### Materials provided
• • • •
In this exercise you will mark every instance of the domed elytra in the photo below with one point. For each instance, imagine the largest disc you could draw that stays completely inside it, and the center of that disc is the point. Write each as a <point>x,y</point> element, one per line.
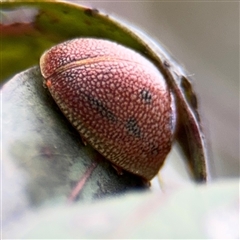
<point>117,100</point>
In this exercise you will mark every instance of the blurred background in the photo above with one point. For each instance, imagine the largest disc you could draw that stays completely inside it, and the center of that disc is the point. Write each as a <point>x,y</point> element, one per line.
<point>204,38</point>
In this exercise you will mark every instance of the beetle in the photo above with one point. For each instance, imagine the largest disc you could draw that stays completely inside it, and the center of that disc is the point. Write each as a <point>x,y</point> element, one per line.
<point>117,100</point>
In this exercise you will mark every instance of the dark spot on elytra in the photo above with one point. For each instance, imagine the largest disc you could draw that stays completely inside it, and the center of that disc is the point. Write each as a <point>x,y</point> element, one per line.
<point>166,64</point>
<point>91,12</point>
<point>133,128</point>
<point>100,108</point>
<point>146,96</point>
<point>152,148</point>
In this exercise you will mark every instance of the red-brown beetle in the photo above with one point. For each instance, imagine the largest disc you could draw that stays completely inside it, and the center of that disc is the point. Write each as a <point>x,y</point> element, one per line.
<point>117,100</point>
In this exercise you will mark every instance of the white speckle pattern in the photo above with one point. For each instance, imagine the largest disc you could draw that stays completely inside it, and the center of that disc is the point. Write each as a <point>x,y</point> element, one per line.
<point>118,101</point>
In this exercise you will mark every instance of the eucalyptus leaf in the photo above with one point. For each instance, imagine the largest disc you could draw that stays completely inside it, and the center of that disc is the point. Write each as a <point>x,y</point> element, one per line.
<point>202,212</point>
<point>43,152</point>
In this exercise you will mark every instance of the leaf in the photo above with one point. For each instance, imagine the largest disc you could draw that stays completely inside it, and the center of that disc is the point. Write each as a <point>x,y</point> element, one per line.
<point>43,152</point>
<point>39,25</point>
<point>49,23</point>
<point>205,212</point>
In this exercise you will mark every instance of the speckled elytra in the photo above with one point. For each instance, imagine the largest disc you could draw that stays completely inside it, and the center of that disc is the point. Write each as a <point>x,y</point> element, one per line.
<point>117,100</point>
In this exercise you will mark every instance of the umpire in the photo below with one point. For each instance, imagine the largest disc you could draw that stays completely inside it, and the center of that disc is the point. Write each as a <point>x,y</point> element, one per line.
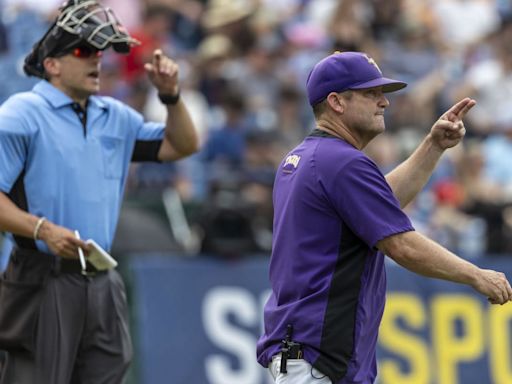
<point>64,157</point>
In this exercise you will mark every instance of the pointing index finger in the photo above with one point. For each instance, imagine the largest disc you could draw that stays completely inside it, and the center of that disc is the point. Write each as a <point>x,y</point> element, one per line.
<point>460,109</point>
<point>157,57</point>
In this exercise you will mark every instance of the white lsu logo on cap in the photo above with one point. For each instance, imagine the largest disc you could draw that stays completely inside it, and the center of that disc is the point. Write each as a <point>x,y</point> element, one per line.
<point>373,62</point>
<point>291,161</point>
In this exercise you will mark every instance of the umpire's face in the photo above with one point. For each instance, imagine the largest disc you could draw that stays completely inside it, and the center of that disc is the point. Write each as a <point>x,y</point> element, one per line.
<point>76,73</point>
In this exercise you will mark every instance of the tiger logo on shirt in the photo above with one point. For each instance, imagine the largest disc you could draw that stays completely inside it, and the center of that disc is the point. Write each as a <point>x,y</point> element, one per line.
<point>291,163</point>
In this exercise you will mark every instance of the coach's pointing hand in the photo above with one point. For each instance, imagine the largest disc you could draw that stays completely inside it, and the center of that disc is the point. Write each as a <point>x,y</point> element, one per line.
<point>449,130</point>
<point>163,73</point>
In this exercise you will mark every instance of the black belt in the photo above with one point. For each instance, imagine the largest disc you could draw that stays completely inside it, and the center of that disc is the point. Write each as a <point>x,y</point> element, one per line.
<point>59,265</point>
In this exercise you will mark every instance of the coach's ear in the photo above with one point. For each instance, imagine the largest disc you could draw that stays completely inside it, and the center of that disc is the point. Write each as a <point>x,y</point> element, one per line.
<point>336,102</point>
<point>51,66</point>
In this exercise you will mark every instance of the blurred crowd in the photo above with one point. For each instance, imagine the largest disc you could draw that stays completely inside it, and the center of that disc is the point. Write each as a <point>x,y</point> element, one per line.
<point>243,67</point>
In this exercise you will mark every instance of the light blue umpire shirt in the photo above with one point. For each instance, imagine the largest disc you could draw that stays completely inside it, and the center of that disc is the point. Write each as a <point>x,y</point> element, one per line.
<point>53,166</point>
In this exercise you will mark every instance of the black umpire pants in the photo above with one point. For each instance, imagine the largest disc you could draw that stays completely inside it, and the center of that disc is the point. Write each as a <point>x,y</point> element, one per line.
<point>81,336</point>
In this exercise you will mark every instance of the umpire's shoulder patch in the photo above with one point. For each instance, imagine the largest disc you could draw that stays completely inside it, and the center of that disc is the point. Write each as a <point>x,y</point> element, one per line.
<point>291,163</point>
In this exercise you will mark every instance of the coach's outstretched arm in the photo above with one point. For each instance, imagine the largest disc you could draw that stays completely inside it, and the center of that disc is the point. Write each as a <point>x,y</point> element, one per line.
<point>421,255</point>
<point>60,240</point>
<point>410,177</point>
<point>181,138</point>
• • • •
### What is being asked
Reproduce all of the records above with "disc" swapped for "circle" wherever it occurs, changing nothing else, and omit the pictures.

### Exercise answer
In this exercise you will mark every instance of the domed elytra in the photo below with one point. For each instance, imagine the largest circle you could draw that stays completely inside it, and the center of that circle is the point. Write each as a <point>x,y</point> element, one per line.
<point>117,100</point>
In this exercise you will mark every instance of the blurred background in the photo above with one point. For each instance, imagine the largest circle you could draw that stays completely inside it, and the center of that circle is the point. Write each as a <point>x,y</point> element, one per line.
<point>204,38</point>
In this exercise you will mark every instance of the beetle in the photo above with one point. For each instance, imagine the largest circle you could draw that stays completely inside it, and the center of that circle is the point. Write each as a <point>x,y</point> element, one per line.
<point>117,100</point>
In this exercise you will mark every instance of the dark spot on elytra in the photo above with one point. For each instance, imagine the largest circle you could draw that stays completely inside it, and the center of that circle is the point. Write each as a <point>x,y</point> element, one per line.
<point>166,64</point>
<point>91,12</point>
<point>133,128</point>
<point>100,108</point>
<point>146,96</point>
<point>152,148</point>
In this exercise you will mark every instance of the red-brown beetle in the photo above with one point. For each instance, imagine the largest circle you could draw that stays completely inside it, and the center of that circle is the point. Write each as a <point>x,y</point> element, one per line.
<point>117,100</point>
In this exercise you will mark every instance of the white speckle pattern in the photo above with one point. For each instance, imagine the largest circle you could draw that stays completely inside it, and the center of that circle is the point. Write each as a <point>x,y</point> element, one per line.
<point>118,101</point>
In this exercise you will mark every instance of the eucalyptus leaf in the photo above with one point. For each instance, imagine the largest circle you could draw that stays completely inside it, and the center of that circle is the point. Write each as a <point>x,y</point> element, one per line.
<point>202,212</point>
<point>43,152</point>
In this exercise you will mark every instance of the leaf in the photo above with one point. For each instance, imagine the largest circle you could draw that stays completely inside it, and the center of that circle is the point. Write each as a <point>x,y</point> element, one per line.
<point>43,152</point>
<point>39,25</point>
<point>49,23</point>
<point>205,212</point>
In this exercise you will mark every instance of the speckled elytra in the photo above with one point. For each instance, imagine the largest circle you could draw that stays completely inside it, and the center of that circle is the point. Write each as a <point>x,y</point> element, one per line.
<point>117,100</point>
In this exercise you will mark every instance of the umpire in the photo below with one point. For each instance, imagine the largest circle you could draw that stays completely inside it, and the center of that circle is the point. Write each as a <point>x,y</point> element, one per line.
<point>64,157</point>
In this exercise you will mark every instance of the pointing index finger in the photo above with one point. For each instance, imagine the largest circle you could draw that stays completely inside it, and the center of that circle is the point. Write each as a <point>x,y</point> element, one per line.
<point>460,109</point>
<point>157,57</point>
In this exercise you will mark every instance of the white lsu logo on cap in the photo above with one point. For each instance, imagine the largest circle you could draw that stays completely inside it, and the center of that circle is the point. Write each as a <point>x,y</point> element, one per line.
<point>373,62</point>
<point>291,161</point>
In this exercise you will mark every instance of the umpire's face in the photo above with one point. For each instance, imagine the largest circle you could draw that stays completely inside it, and the center of that circle is the point. Write each as a <point>x,y</point> element, one per line.
<point>76,73</point>
In this exercise you will mark every instance of the tiger logo on shirt in the photo above with one point. For each instance, imagine the largest circle you could draw that stays completely inside it, and the center of that circle is the point. Write each as a <point>x,y</point> element, one per line.
<point>291,163</point>
In this exercise you will mark every instance of the coach's pointing hand in the photo above with one point. For each instance, imagine the largest circle you could draw that stays completely inside it, and the center of that circle is the point. Write each as a <point>x,y</point> element, one per line.
<point>449,130</point>
<point>163,73</point>
In this exercise you will mark every instance of the black belt in the photo above with one point. For each instance, imagine the largest circle you could draw that stays completely inside it, and the center of that circle is the point. Write each as a <point>x,y</point> element, one per line.
<point>59,265</point>
In this exercise you will mark every instance of the coach's ear in the photo above with one point. For each instance, imagine the largest circle you could draw that stays completely inside it, and the center of that circle is the point. Write each as a <point>x,y</point> element, one per line.
<point>336,102</point>
<point>51,66</point>
In this exercise you will mark every instance of the blurred crowd in the photo above with one point. For each instance, imagine the largest circle you could draw that stays completely inside it, and the center of that circle is the point. Write each as a <point>x,y</point> element, one per line.
<point>243,67</point>
In this exercise you will mark every instance of the light blue umpire shirt in the photo above with one point. For each instance, imagine the largest circle you could draw that stays completely inside it, and the center of that circle is the point. Write each as a <point>x,y</point> element, one per line.
<point>53,166</point>
In this exercise you will mark every instance of the black umpire pants in the photo above with one point. For each instance, imagine the largest circle you could draw that stays completely inside it, and the center of that circle is the point. Write each as a <point>x,y</point> element, one per line.
<point>81,336</point>
In this exercise you will mark every instance of the umpire's shoulder patch in the photo above with one point. For each instance, imagine the largest circle you could draw that stays completely inside it, and the center of that circle is the point. Write each as a <point>x,y</point> element, one per line.
<point>291,163</point>
In this exercise you will mark every instance of the coach's outstretched arm in the photo above with one point. For each instance, imagine the largest circle you could draw that stays completely inside it, and the center of that circle is the point. Write each as a <point>x,y</point> element, one per line.
<point>421,255</point>
<point>60,240</point>
<point>410,177</point>
<point>181,138</point>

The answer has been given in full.